__Task description__: In the records below, locate the line containing "Please return the bounding box of the village", then extract it and all following lines exactly, ending with the last line.

__Dataset__:
***

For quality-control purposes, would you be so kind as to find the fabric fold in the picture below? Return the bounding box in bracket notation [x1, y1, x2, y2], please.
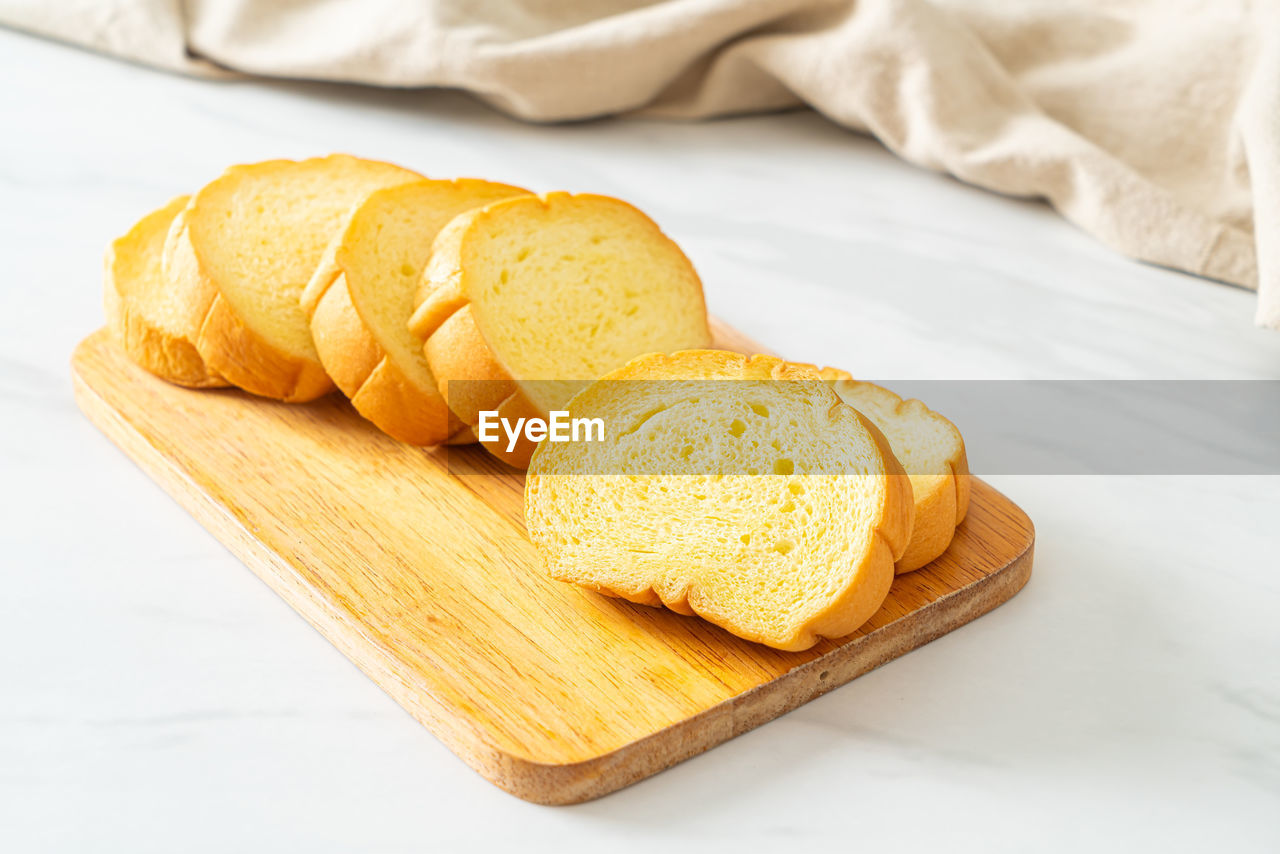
[4, 0, 1274, 328]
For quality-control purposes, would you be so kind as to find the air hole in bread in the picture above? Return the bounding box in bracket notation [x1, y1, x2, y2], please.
[728, 419, 746, 438]
[773, 540, 794, 556]
[773, 458, 794, 475]
[750, 403, 769, 417]
[620, 405, 669, 436]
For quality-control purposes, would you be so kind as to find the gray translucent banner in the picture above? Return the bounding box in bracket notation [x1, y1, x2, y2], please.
[444, 380, 1280, 475]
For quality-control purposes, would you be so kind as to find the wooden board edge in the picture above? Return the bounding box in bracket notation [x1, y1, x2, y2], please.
[72, 333, 1035, 806]
[482, 532, 1033, 804]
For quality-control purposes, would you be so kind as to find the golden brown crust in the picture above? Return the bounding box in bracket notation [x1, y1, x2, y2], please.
[104, 284, 227, 389]
[423, 305, 533, 454]
[818, 367, 969, 574]
[953, 444, 972, 525]
[104, 197, 227, 389]
[203, 290, 336, 403]
[305, 270, 382, 396]
[305, 268, 467, 445]
[165, 206, 335, 403]
[406, 207, 477, 337]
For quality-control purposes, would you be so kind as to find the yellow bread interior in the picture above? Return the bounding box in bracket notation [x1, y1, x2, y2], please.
[410, 192, 712, 420]
[821, 368, 970, 572]
[183, 155, 422, 366]
[525, 351, 913, 652]
[300, 178, 529, 443]
[103, 195, 226, 388]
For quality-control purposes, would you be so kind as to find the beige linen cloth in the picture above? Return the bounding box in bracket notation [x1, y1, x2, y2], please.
[6, 0, 1278, 329]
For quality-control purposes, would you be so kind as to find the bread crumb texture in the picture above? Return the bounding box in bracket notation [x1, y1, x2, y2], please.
[410, 192, 712, 446]
[525, 351, 914, 651]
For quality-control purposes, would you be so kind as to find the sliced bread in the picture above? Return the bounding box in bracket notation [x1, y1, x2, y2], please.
[821, 369, 970, 572]
[103, 196, 227, 388]
[300, 178, 530, 445]
[167, 155, 422, 402]
[525, 351, 913, 651]
[408, 192, 711, 467]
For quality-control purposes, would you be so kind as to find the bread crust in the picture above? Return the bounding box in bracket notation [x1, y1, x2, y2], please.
[103, 196, 227, 389]
[169, 156, 422, 403]
[422, 305, 538, 463]
[304, 264, 471, 445]
[166, 217, 334, 402]
[820, 368, 970, 573]
[408, 193, 711, 469]
[409, 208, 530, 454]
[302, 179, 528, 444]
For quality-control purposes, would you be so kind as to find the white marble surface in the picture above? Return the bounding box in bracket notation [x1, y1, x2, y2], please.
[2, 28, 1278, 853]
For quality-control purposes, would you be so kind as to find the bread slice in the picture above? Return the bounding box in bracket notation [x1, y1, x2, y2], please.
[167, 155, 422, 402]
[408, 192, 711, 467]
[525, 351, 913, 652]
[300, 178, 530, 445]
[103, 196, 227, 388]
[820, 368, 970, 573]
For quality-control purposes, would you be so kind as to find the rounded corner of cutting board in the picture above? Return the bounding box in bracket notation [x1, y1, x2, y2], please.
[975, 478, 1036, 594]
[70, 328, 110, 382]
[476, 755, 627, 806]
[472, 720, 725, 806]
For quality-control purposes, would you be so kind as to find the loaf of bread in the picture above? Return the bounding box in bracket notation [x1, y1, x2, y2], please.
[821, 369, 969, 572]
[408, 192, 712, 467]
[300, 178, 530, 445]
[166, 155, 421, 402]
[525, 351, 913, 651]
[103, 196, 227, 388]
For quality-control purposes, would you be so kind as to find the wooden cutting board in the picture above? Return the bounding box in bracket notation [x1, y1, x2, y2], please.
[71, 323, 1033, 805]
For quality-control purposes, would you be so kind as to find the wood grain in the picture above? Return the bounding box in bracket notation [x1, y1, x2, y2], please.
[71, 324, 1033, 804]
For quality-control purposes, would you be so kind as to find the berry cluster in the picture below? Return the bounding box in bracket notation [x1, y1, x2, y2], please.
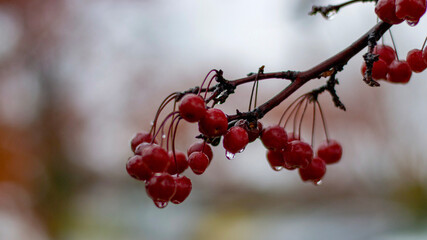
[125, 69, 345, 208]
[262, 94, 342, 184]
[375, 0, 427, 26]
[361, 42, 427, 84]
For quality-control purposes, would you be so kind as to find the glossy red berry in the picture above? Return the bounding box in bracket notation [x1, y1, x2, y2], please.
[198, 108, 228, 137]
[387, 60, 412, 83]
[126, 155, 153, 181]
[170, 176, 192, 204]
[167, 151, 189, 175]
[188, 152, 210, 175]
[395, 0, 426, 25]
[145, 173, 176, 207]
[266, 150, 285, 171]
[223, 126, 249, 154]
[284, 140, 313, 169]
[374, 45, 396, 64]
[187, 141, 213, 162]
[261, 125, 288, 151]
[375, 0, 404, 25]
[361, 58, 388, 80]
[407, 49, 427, 73]
[134, 142, 152, 156]
[179, 94, 207, 123]
[317, 140, 343, 164]
[130, 132, 156, 152]
[298, 157, 327, 183]
[140, 145, 170, 173]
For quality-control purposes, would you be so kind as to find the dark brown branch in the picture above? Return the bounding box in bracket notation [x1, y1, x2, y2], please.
[227, 21, 391, 120]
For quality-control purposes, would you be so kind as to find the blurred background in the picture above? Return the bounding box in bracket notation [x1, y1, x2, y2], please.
[1, 0, 427, 239]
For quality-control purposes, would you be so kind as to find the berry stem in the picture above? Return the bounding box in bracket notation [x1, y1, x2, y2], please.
[311, 101, 317, 147]
[171, 117, 183, 175]
[298, 98, 310, 141]
[388, 29, 399, 60]
[150, 92, 178, 135]
[316, 100, 330, 143]
[421, 36, 427, 50]
[278, 94, 307, 125]
[198, 69, 218, 96]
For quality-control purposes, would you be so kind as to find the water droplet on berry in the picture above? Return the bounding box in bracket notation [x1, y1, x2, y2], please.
[238, 147, 245, 153]
[406, 19, 419, 27]
[314, 180, 323, 186]
[325, 9, 337, 20]
[225, 151, 235, 160]
[154, 200, 168, 208]
[272, 166, 283, 171]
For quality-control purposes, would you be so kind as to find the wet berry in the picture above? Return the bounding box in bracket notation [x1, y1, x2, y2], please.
[266, 150, 285, 171]
[126, 155, 153, 181]
[131, 132, 156, 152]
[234, 119, 263, 142]
[171, 176, 192, 204]
[261, 125, 288, 151]
[187, 141, 213, 162]
[317, 140, 343, 164]
[298, 157, 327, 183]
[179, 94, 207, 122]
[395, 0, 426, 25]
[167, 151, 189, 175]
[188, 152, 210, 175]
[223, 126, 249, 154]
[140, 145, 170, 173]
[375, 0, 404, 25]
[374, 44, 396, 64]
[145, 173, 176, 203]
[198, 108, 228, 137]
[407, 49, 427, 73]
[387, 60, 412, 83]
[284, 140, 313, 169]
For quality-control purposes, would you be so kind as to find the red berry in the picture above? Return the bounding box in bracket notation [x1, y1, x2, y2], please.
[361, 58, 388, 80]
[167, 151, 189, 175]
[375, 0, 404, 24]
[298, 157, 327, 183]
[198, 108, 228, 137]
[261, 125, 288, 151]
[140, 145, 170, 173]
[134, 142, 152, 156]
[179, 94, 207, 123]
[130, 132, 155, 152]
[407, 49, 427, 73]
[284, 140, 313, 169]
[145, 173, 176, 204]
[126, 155, 153, 181]
[170, 175, 192, 204]
[423, 47, 427, 64]
[223, 126, 249, 154]
[234, 119, 263, 142]
[266, 150, 285, 171]
[374, 45, 396, 64]
[187, 141, 213, 162]
[317, 140, 343, 164]
[188, 152, 210, 175]
[395, 0, 426, 25]
[387, 60, 412, 83]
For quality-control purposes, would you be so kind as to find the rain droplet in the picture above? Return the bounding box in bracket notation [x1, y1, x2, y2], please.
[314, 180, 323, 186]
[225, 151, 235, 160]
[406, 19, 419, 27]
[238, 147, 245, 153]
[154, 200, 168, 208]
[272, 166, 283, 171]
[150, 121, 154, 126]
[162, 134, 166, 139]
[324, 9, 337, 20]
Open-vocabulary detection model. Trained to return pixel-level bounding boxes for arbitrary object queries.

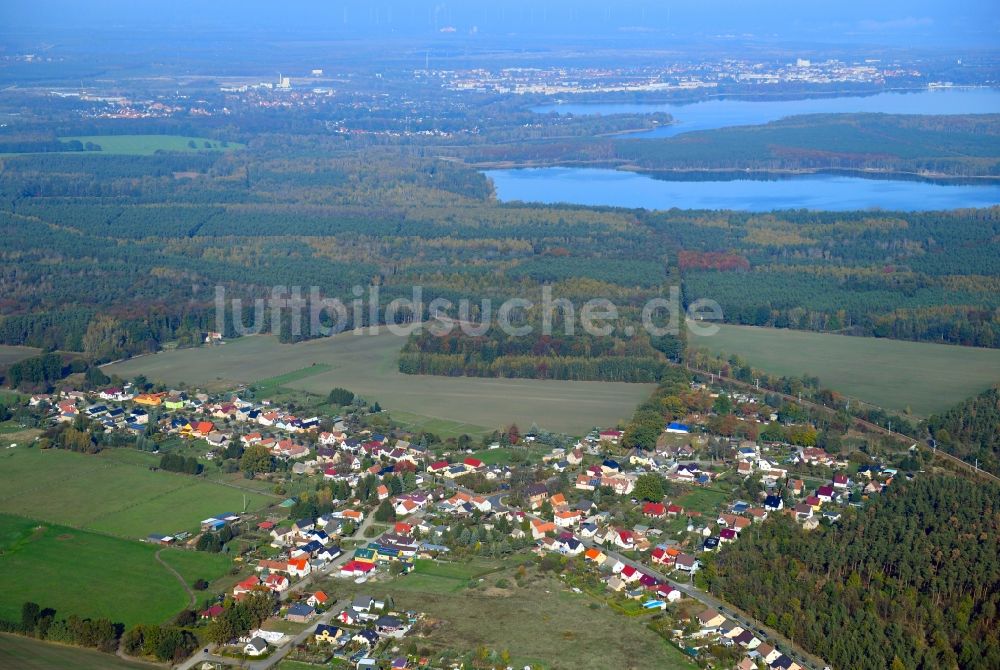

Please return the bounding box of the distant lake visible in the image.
[485,168,1000,212]
[534,88,1000,138]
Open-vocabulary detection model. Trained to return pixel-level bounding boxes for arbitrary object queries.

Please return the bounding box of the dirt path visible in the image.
[154,548,196,618]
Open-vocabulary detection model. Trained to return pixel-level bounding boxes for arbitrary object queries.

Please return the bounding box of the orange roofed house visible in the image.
[530,518,556,540]
[134,392,166,407]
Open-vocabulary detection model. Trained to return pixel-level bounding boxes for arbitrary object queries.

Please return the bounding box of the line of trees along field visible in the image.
[705,476,1000,670]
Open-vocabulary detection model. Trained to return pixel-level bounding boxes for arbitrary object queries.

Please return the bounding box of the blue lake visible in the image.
[485,168,1000,212]
[534,88,1000,138]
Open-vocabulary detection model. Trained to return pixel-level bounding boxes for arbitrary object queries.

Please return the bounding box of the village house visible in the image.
[610,528,635,550]
[307,591,330,608]
[233,576,263,596]
[793,503,814,521]
[599,429,623,443]
[643,502,666,518]
[526,483,550,509]
[697,608,726,632]
[764,495,784,511]
[554,509,582,528]
[675,553,699,573]
[655,584,682,603]
[263,574,290,592]
[243,637,268,657]
[530,518,556,540]
[286,603,315,623]
[314,623,342,643]
[199,604,224,620]
[816,485,835,504]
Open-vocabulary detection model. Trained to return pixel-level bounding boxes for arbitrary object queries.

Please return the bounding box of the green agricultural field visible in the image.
[0,633,151,670]
[0,514,228,628]
[692,324,1000,416]
[105,332,655,436]
[389,410,493,440]
[0,448,273,538]
[98,446,278,492]
[0,344,41,367]
[61,134,244,155]
[252,364,333,393]
[320,557,696,670]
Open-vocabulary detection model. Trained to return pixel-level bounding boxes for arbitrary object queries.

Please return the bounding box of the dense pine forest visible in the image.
[708,477,1000,670]
[927,387,1000,475]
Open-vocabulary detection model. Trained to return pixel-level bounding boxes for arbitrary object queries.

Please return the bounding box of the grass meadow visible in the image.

***

__Your response__:
Please return the bounding box of the village house visible in the image.
[610,528,635,550]
[307,591,330,608]
[233,576,263,596]
[793,503,814,521]
[599,429,623,443]
[643,502,666,518]
[526,483,550,509]
[697,608,726,632]
[764,495,784,511]
[554,509,582,528]
[675,553,699,573]
[655,584,682,603]
[263,574,290,592]
[243,637,268,657]
[530,518,556,540]
[286,603,315,623]
[314,623,342,643]
[199,604,224,620]
[816,485,835,504]
Open-vocabulary detection model. Trained to return pixel-level bounding boxes for arbitrary object queries.

Please return the bounding box of the green agricultural field visible in the image.
[0,633,151,670]
[0,514,228,628]
[692,324,1000,416]
[105,332,655,436]
[389,410,493,440]
[0,448,273,538]
[98,446,278,492]
[0,344,41,367]
[61,134,244,155]
[252,364,333,393]
[320,557,696,670]
Open-vocabulary detection model. Trained to return pixel-level bounding boxes for arbitrary object queries.

Please return the bounding box of the dense pine forest visible in the image.
[708,477,1000,670]
[927,387,1000,475]
Open-vocabulary detection model. Trained to return pixel-level bounding boxes for arbitrary object queries.

Please return the bounding box of the grass meadow visible in the image.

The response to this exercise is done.